## WORK INSTRUCTIONS:
Go through the material and copy each line that includes "below".

## RECORDS TO PROCESS:
========

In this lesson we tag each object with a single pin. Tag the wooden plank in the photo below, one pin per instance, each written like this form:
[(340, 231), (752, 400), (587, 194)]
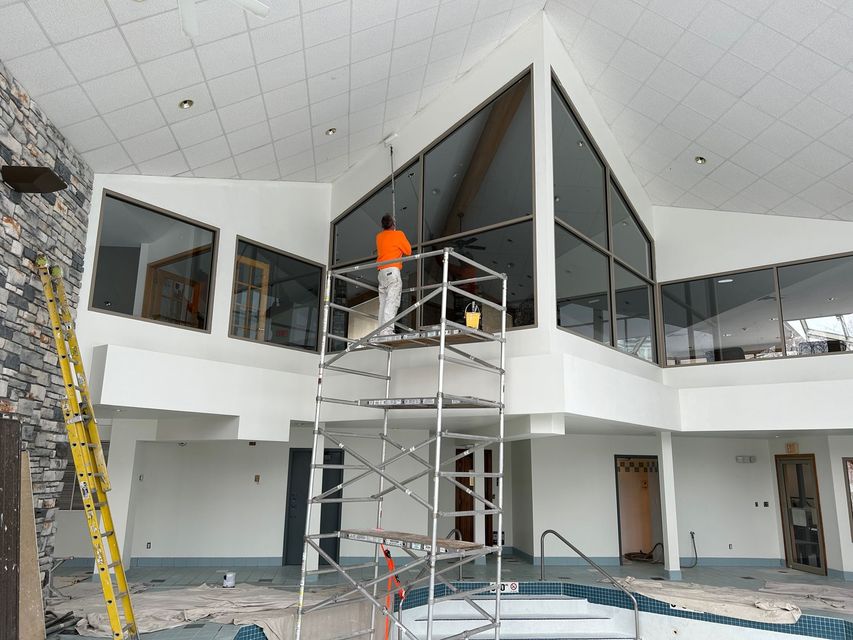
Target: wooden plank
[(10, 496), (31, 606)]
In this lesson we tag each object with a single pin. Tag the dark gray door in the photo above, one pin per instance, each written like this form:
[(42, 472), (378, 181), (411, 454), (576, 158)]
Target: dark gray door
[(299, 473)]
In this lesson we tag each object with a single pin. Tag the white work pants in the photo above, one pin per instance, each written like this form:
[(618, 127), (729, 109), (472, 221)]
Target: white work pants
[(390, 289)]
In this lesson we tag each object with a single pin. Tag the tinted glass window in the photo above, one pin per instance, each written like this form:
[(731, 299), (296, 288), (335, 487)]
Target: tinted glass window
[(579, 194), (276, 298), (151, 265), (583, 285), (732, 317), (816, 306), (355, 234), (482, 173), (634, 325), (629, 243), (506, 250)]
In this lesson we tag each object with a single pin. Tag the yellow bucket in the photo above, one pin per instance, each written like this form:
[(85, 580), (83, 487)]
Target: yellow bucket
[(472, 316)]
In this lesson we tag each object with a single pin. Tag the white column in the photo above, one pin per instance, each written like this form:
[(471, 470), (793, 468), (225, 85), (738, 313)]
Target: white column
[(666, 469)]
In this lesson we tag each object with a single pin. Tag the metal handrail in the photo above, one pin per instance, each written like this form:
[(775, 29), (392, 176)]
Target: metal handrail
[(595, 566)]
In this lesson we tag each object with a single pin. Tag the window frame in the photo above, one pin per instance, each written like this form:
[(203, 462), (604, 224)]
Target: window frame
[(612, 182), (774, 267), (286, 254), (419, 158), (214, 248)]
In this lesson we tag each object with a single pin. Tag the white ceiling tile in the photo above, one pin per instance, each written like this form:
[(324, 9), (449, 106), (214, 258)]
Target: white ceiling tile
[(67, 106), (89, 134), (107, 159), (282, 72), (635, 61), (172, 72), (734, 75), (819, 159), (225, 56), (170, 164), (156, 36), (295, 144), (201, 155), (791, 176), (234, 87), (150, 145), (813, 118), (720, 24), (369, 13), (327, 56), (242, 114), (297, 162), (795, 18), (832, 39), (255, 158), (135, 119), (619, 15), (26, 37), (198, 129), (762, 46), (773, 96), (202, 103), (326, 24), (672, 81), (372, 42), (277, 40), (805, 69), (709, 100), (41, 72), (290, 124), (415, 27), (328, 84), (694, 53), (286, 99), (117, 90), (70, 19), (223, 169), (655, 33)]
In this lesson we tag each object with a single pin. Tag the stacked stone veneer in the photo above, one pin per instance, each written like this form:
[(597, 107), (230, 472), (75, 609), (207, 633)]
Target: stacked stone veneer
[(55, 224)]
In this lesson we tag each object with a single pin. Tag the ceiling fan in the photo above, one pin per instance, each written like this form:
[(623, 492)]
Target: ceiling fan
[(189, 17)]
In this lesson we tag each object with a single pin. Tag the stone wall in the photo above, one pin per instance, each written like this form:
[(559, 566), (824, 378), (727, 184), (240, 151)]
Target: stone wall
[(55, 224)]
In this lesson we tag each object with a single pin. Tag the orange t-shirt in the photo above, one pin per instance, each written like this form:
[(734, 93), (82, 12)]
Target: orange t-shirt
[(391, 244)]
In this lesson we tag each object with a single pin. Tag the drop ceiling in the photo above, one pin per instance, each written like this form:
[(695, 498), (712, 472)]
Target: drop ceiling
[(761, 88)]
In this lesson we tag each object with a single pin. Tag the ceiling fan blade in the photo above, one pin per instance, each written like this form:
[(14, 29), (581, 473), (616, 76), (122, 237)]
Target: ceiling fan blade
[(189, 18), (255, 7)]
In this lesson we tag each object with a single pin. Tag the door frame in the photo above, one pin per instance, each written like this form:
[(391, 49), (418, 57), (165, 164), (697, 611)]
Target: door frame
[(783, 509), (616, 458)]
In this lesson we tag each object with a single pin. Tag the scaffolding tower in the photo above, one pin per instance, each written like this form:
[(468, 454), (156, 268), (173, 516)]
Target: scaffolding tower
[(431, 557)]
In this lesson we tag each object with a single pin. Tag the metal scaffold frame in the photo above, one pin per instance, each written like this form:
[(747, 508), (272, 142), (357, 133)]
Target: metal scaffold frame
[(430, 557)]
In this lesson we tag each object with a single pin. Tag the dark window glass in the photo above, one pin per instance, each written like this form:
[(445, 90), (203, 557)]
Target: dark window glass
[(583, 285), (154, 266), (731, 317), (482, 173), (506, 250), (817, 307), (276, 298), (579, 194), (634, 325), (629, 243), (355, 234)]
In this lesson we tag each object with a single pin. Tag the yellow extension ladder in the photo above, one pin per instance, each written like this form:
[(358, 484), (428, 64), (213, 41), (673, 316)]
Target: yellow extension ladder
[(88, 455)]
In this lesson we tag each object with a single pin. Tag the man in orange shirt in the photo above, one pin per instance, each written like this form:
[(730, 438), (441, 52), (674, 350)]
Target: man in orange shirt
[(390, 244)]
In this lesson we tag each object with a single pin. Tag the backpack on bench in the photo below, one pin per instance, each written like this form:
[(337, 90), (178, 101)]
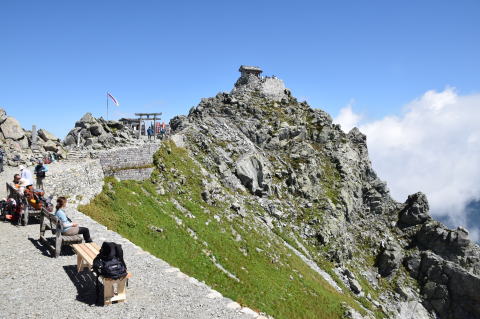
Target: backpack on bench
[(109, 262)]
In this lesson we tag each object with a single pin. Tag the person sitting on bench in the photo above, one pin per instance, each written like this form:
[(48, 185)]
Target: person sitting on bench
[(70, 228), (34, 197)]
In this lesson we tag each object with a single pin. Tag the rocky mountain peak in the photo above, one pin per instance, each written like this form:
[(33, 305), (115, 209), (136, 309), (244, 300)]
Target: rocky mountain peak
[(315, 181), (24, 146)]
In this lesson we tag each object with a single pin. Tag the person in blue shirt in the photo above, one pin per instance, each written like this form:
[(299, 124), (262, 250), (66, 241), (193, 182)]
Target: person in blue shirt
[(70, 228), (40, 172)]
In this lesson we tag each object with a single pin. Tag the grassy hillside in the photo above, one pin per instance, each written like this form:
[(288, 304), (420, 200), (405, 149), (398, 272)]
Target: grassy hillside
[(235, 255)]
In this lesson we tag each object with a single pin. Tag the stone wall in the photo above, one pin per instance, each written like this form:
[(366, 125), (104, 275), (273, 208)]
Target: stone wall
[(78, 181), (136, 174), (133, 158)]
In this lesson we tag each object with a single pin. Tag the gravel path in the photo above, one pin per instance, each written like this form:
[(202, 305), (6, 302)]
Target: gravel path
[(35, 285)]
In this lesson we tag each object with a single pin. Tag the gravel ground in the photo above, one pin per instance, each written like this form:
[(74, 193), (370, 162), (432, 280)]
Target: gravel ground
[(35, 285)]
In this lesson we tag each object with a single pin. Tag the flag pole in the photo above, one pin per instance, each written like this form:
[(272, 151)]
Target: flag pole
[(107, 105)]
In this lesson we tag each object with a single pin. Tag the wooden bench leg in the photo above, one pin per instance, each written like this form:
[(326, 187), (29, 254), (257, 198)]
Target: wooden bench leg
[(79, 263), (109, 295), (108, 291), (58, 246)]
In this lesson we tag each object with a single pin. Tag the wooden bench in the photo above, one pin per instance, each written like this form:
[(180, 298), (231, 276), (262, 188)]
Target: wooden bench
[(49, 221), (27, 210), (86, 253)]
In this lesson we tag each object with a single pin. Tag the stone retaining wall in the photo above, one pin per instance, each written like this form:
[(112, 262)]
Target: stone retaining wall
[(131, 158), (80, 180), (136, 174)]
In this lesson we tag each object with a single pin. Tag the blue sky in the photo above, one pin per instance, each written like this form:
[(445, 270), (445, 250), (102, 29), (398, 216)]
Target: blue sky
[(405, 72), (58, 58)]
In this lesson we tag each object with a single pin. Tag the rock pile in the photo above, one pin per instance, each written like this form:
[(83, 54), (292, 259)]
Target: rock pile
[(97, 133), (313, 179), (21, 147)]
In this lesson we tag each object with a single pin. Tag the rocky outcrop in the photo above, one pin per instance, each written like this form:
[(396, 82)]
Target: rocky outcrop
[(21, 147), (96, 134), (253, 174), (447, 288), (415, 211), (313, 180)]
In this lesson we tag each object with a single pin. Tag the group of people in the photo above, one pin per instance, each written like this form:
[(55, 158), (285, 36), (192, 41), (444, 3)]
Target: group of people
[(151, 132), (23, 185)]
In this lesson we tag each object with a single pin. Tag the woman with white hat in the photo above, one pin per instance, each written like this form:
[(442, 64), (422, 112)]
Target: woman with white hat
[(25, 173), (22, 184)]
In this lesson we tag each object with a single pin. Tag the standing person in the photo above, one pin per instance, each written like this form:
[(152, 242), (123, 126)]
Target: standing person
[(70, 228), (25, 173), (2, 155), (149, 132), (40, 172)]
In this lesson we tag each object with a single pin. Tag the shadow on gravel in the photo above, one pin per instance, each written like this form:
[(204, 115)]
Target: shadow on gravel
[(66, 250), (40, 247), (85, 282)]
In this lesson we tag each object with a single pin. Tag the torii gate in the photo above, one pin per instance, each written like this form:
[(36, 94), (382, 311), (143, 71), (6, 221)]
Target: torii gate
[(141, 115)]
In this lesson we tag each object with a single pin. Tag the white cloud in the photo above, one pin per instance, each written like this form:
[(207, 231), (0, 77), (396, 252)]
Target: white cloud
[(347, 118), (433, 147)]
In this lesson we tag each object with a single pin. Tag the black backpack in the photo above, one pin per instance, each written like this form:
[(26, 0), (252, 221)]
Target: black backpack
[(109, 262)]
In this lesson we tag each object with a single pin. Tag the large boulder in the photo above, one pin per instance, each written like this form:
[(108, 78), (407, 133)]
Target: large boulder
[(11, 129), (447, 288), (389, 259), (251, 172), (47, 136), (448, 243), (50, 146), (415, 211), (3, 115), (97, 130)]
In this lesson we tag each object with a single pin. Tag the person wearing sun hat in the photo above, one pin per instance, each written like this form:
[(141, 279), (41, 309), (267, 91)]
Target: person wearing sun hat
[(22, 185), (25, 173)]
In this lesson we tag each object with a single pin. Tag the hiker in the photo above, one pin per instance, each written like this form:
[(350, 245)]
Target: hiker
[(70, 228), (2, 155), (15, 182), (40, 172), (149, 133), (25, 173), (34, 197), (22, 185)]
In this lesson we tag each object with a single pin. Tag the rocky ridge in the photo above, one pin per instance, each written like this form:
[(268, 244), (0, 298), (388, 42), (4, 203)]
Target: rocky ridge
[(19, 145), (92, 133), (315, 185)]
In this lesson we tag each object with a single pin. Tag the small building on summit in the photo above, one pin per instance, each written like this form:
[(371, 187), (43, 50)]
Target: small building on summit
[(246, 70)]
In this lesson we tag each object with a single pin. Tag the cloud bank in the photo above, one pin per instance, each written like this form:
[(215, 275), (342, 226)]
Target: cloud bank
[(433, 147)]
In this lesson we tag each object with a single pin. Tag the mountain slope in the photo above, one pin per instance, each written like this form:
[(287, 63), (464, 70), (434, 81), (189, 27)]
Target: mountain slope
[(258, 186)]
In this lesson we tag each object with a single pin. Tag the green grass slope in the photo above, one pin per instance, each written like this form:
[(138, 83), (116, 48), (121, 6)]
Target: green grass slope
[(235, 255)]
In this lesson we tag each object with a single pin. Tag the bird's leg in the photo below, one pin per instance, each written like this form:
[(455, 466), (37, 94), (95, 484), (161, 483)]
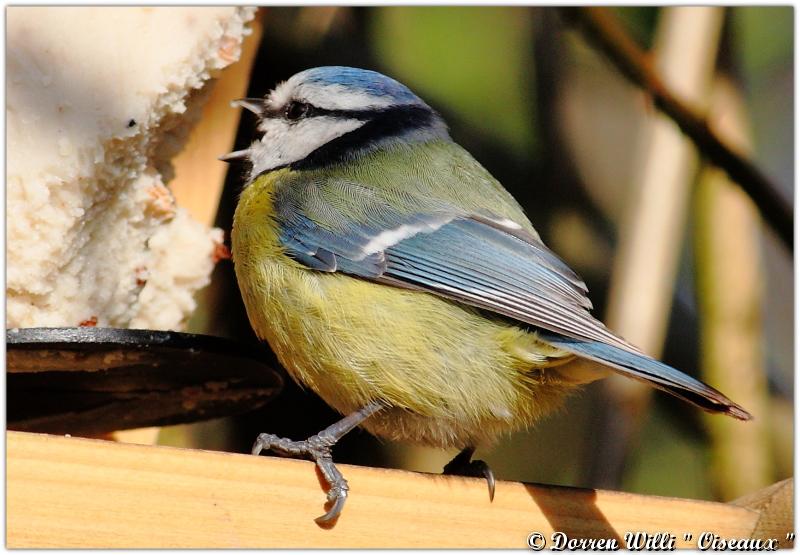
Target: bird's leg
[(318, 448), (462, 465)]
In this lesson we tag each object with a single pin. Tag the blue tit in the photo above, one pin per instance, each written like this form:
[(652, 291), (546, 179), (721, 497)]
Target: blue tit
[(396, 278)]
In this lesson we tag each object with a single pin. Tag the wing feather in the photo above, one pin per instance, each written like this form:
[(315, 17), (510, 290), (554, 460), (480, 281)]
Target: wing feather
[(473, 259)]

========

## RESULT:
In this lesson we tag each object with a single pin. Tag the wooden plank in the photo below, one pin per instance, each written like this form:
In this lesson we tag each object with a single pin. Tag the backpack on bench in the photo below, one pin per instance, each written like this form:
In this lesson we tag each object with a single pin. Tag the bird's leg in the photo below, one pin per instance, each written like this form:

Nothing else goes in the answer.